THE TASKS:
(1) In the amplifier thread, what was the best time and speed of the 1973 340 4 speed Duster?
(2) Write out the part of the amplifier thread from "Well, we are" to "car not running.", word for word.
(3) Pick up the forum thread on car amplifiers after its final sentence and continue it.

EXTRACT:
↓↓↓
Don't get me wrong, my knock really isn't against Patrick or Zuki audio. But this bucking the common trend of going with smaller amplifiers is something that blows my mind. I can't even fit a 27.5" long amplifier in my vehicle without making serious compromises, much less that 55" long surfboard that he has listed on his site. The new 5 channel may be the best sounding full range class d on the market, but size alone prohibits it from even being considered for my install.



daveds50 said:


> and your old Zuki is a completely different animal. do you think all the Zukis sound the same ? ( for that matter, insert any company )


Well, we are talking about car audio where the limitation on the actual reproduction is the car itself. The only time the Zuki coloration was an issue was when sitting there parked with the car not running. 

Granted, I have experienced coloration in other amplifiers that was so bad that it induced clipping and distortion at what I called "normal" listening levels. In that case it actually did matter because that particular vehicle needed some volume to hear music over the Borla stingers and BF Goodrich KDW2 tires. In fact, next time I try to build a SQ setup in a muscle car, someone needs to remind me of how stupid that idea is.


----------



## daveds50 (Jun 10, 2011)

ChrisB said:


> Don't get me wrong, my knock really isn't against Patrick or Zuki audio. But this bucking the common trend of going with smaller amplifiers is something that blows my mind. I can't even fit a 27.5" long amplifier in my vehicle without making serious compromises, much less that 55" long surfboard that he has listed on his site. The new 5 channel may be the best sounding full range class d on the market, but size alone prohibits it from even being considered for my install.


 fair enough. i am in the same exact boat. none of our vehicles can fit it without giving up something that we need. while we *could* duct tape the two kids to the roof of the car, my wife would heavily object to that. i dont know why... 

but lets just say that there is a lot inside the thing... no empty board real estate like you would see in one of those big $129 "3000 Watt" amps. 



ChrisB said:


> Granted, I have experienced coloration in other amplifiers that was so bad that it induced clipping and distortion at what I called "normal" listening levels. In that case it actually did matter because that particular vehicle needed some volume to hear music over the Borla stingers and BF Goodrich KDW2 tires. In fact, next time I try to build a SQ setup in a muscle car, someone needs to remind me of how stupid that idea is.


 i can relate. last street driven non trailered muscle car we had was a 1973 340 4 speed Duster. a fairly mild build, headers, 3 foot tubes into 18 inch glasspacks that dumped under the car. i only bought the car so my wife could see the christmas tree a bunch of times at the local drag strip, before she did her first SCCA Pro Solo. it was slow... 13.8 at 103 was it's best. but she did learn the tree.
↑↑↑
DATASET EXTRACT:
↓↓↓
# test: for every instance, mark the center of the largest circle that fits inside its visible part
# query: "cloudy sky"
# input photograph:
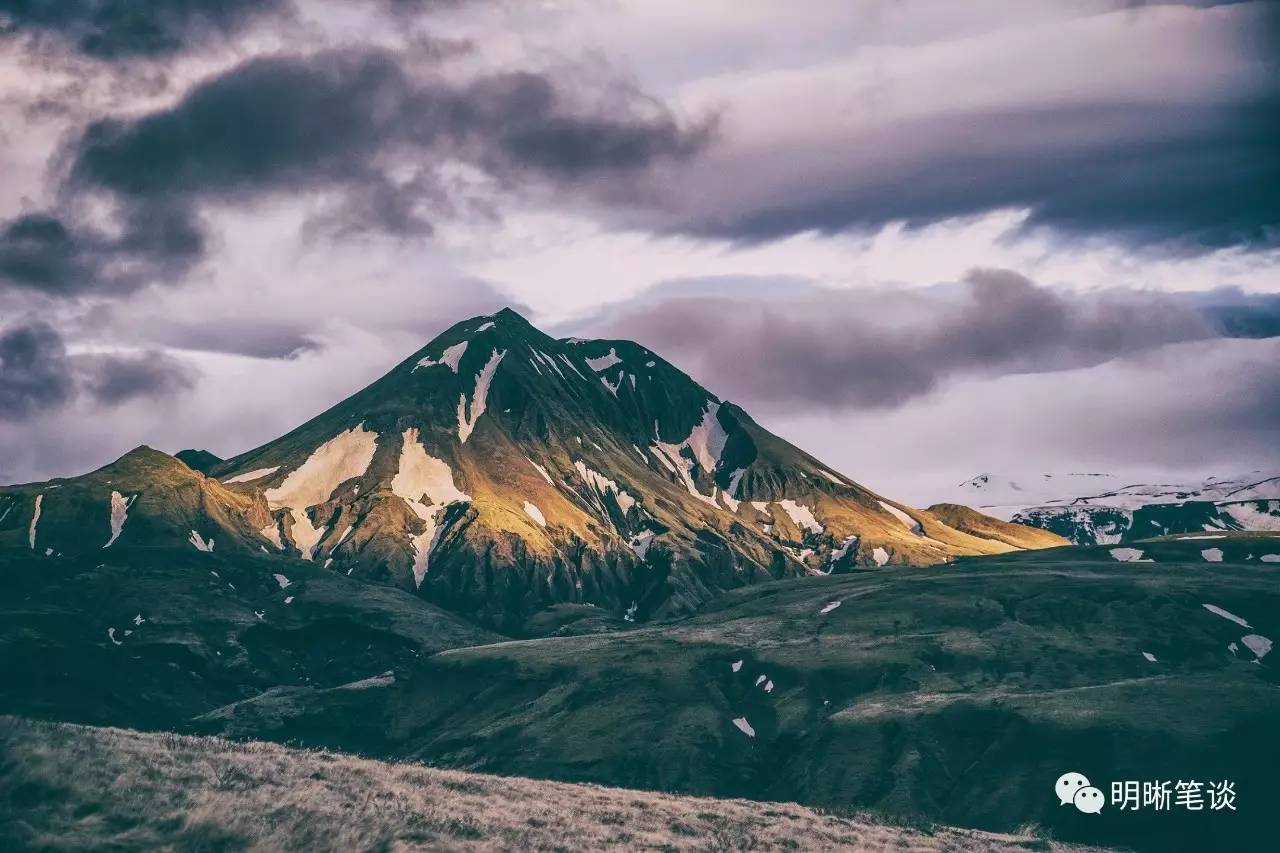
↑↑↑
ANSWERS:
(1) 13.8 at 103.

(2)
Well, we are talking about car audio where the limitation on the actual reproduction is the car itself. The only time the Zuki coloration was an issue was when sitting there parked with the car not running.

(3)
but, that thing was loud. i did not bother at all with a system. we bought the car and it came with a Kenwood 2 shaft cassette player, and 2 crappy speakers. rarely did it ever get turned on... and when it did, you would have to strain to recognize what song was playing even at full crank. :shrug:


----------



## legend94 (Mar 15, 2006)

Daved would you link me or school me on the fusing of an amp? I have no tech experience but real world use of hundreds of car amps. I could give ten examples of amps I have used with low fuse ratings but my favorite would be the audison amps of the early 90s..
Or audiomobile if anyone remembers those.


----------



## ~Spyne~ (Oct 17, 2008)

After doing some reading it appears my math was wrong, efficiency shouldn't be taken into account when working off voltage measurements from the output rails.
This mean the "4 x 5wrms" board in my Zuki 8-ch puts out around 4 x 90wrms @ 4ohms. (53.8Vp-p across the output rails). Measured with both a Fluke DMM and by looking at an o-scope trace of an input sine wave signal. Amp was connected to a 4ohm dummy load.


----------



## daveds50 (Jun 10, 2011)

~Spyne~ said:


> After doing some reading it appears my math was wrong, efficiency shouldn't be taken into account when working off voltage measurements from the output rails.


 there you go ! 

however, what was your power supply voltage and available current when you measured the 53.8 ?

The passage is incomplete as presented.